Task details =
Extract every one of the entries below verbatim, leaving the pictures out.

>>>>>

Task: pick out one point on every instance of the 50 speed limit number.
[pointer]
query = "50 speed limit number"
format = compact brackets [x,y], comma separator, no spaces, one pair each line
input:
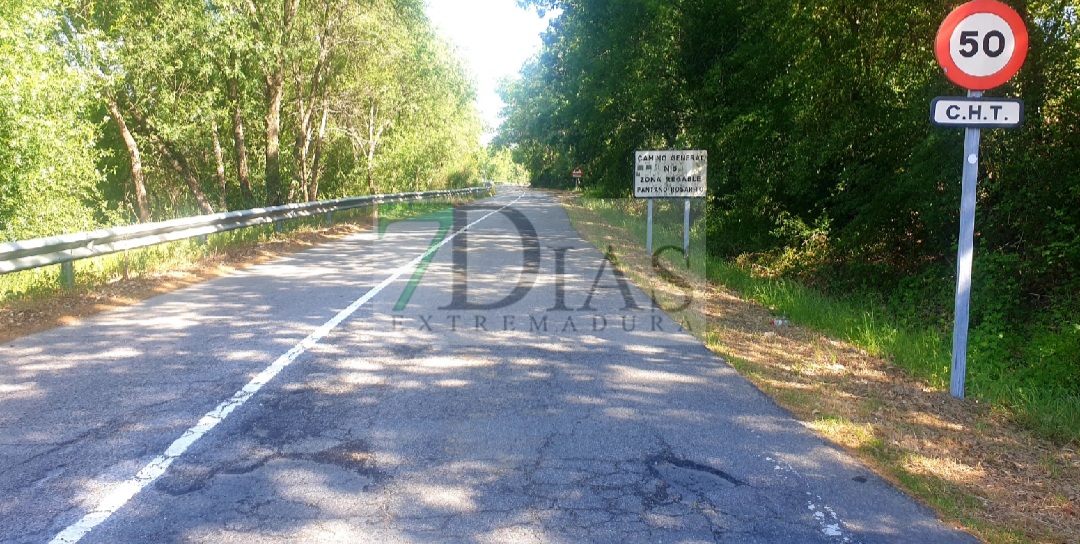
[982,44]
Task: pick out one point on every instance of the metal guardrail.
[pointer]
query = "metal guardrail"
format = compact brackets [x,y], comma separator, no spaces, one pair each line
[42,252]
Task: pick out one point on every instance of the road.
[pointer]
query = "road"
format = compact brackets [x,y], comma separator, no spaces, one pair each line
[511,386]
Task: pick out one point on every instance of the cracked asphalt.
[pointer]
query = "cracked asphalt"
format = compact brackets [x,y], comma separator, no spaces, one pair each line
[517,390]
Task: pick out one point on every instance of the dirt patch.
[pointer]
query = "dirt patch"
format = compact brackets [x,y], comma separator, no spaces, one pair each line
[963,458]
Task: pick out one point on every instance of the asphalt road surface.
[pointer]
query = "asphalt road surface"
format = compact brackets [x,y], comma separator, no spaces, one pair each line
[509,388]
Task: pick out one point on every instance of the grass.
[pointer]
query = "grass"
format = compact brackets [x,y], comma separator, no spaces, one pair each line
[878,388]
[44,282]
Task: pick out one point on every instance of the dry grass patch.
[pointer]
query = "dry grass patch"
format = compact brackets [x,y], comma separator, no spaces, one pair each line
[962,458]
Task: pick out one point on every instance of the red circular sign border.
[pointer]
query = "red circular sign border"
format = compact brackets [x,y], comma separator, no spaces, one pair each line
[954,19]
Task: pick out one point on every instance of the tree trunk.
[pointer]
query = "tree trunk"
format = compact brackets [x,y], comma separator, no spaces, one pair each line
[239,146]
[175,160]
[274,91]
[219,162]
[136,160]
[313,188]
[275,87]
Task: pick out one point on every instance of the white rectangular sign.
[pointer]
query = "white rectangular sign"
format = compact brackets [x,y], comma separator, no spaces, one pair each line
[670,174]
[977,112]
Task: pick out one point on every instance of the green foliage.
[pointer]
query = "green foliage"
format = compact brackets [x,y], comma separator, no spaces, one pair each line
[825,168]
[48,176]
[93,93]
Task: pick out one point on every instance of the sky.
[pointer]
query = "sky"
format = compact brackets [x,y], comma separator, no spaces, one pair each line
[495,38]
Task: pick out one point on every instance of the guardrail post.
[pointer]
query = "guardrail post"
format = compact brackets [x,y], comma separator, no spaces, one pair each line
[67,275]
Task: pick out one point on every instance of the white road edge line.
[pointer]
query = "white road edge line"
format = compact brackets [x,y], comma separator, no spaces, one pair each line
[123,492]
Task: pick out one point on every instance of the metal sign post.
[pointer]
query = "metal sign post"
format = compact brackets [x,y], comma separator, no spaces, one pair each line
[686,230]
[964,257]
[648,235]
[981,45]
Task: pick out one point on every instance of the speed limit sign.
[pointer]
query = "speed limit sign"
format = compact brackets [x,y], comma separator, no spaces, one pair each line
[982,44]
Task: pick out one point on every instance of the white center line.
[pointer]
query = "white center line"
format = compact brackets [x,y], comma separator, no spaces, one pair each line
[123,492]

<<<<<

Correct response =
Task: pick out one point on every instance of the 50 speed limit number.
[pointer]
query = "50 speed limit number"
format = compact brackets [x,y], comma separator, no spaces, one pair each line
input:
[982,44]
Task: pick out one point on every instance of the metal guardrail.
[pointer]
query = "metal guardrail"
format = compact brackets [x,y], comma separator, no spaces, one pair each line
[42,252]
Task: pick out one point on every instance of the road.
[pointer]
query = "road"
format = compact brackets [x,y], comma separator, no spaces, one pair each line
[511,386]
Task: pick out one point on every instance of the cracked asphalt.
[pointer]
query = "cracked asphalt"
format = compact brackets [x,y], comma separator, no spaces, one pair each line
[517,390]
Task: pick out one point on every instance of the dirt patch.
[pointer]
query = "dirt patch"
format = compact brackets [x,y], comma separator, no spaces, one pair each line
[963,458]
Task: pick out one point on every instance of the asphalt road surface.
[pointer]
query = "asphalt road surface"
format = compact brackets [x,y], comma separator, no spaces, one pair each line
[509,388]
Task: pick out one point on every instance of the grass.
[pointer]
query = "grass"
format = compact brackets [x,y], comma separator, no spaces, one pair each line
[878,388]
[44,282]
Task: pick out one point on every instance of the dry grass patch.
[pointer]
query = "dry grass patch"
format = compact brackets [x,y], comma separator, no spaces, one pair each line
[962,458]
Task: pick out one point on every instance of the red circular sign border.
[pointer]
query = "red circular sign border"
format = compact brackets [x,y], comma separator, no spaces, one pair each line
[954,19]
Task: pick out one point on every instance of the tree trunk.
[pointer]
query = "tree trunk"
format = compact brackets [x,y], comma separator, no spaces, one pair each line
[239,146]
[175,160]
[274,91]
[219,162]
[136,160]
[313,188]
[275,87]
Task: pick out one point on every instance of the white rectangular sign.
[pointer]
query = "white rectangular sign"
format = compact brackets [x,y], comma separator, no spaces, one pair each line
[670,174]
[977,112]
Task: pick out one point on every instance of the green foliage.
[pointer]
query = "green foliage"
format = compact brackets [x,y], comma separator, no spaces, one pair each line
[825,168]
[48,176]
[93,93]
Task: pick out one point on every instance of the sky.
[pointer]
query = "sky"
format = compact brackets [x,y], comma separator, no spaces, one pair each line
[495,38]
Task: pick out one point on every instance of the guardrail post.
[pointer]
query = "guardrail post"
format = compact brackets [x,y], comma separator, no spaces, one pair each line
[67,275]
Task: pick out one point on every instance of the white road edge line.
[pointer]
query = "white road edge line"
format = compact brackets [x,y], comma separator, no spaces, one pair each line
[123,492]
Task: pick out one point on every instance of the metal sign post.
[pointer]
query = "metal sign post"
format = compact brackets [x,y], comma separator, no spaces, one pair each line
[686,230]
[964,257]
[648,235]
[981,45]
Task: pick out one point on every instance of the speed limit sign.
[pointer]
query = "speed limit sign"
format = compact brackets [x,y], comma separator, no spaces, one pair each line
[982,44]
Task: pick out one point on every instance of the white center line.
[pointer]
query = "white center line"
format = compact brackets [x,y], comma separator, no spaces, one pair each line
[123,492]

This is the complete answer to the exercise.